• Work instruction:
Only the number is needed: count the lines below that hold the string "forehead".

(Extracted material Opens)

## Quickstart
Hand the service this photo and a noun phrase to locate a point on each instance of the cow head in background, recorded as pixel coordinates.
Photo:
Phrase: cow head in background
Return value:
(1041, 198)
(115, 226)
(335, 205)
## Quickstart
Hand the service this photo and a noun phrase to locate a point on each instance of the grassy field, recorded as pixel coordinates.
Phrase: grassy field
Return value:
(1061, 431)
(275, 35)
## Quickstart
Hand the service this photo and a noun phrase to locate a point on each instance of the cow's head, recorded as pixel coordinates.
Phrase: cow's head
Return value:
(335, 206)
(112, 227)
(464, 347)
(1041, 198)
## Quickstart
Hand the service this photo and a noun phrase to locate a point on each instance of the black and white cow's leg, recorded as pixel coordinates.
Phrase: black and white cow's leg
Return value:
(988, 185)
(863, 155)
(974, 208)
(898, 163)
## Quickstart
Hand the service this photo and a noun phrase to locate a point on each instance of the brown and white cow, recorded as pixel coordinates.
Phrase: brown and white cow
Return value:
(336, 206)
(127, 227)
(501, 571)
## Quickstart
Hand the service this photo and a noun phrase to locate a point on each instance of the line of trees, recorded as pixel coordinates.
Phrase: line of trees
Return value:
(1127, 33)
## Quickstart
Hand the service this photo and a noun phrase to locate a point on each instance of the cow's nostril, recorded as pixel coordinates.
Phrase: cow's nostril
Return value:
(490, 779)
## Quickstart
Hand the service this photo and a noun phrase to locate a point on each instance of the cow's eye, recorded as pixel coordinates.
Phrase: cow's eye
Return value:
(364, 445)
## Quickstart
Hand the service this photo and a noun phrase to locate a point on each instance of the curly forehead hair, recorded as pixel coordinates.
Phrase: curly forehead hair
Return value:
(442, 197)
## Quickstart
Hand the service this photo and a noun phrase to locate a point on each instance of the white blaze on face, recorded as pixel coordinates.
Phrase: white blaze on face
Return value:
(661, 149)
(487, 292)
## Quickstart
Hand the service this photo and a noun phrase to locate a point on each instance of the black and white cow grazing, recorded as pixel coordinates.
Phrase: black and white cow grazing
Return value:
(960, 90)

(Extracted material Closes)

• Solution to this exercise:
2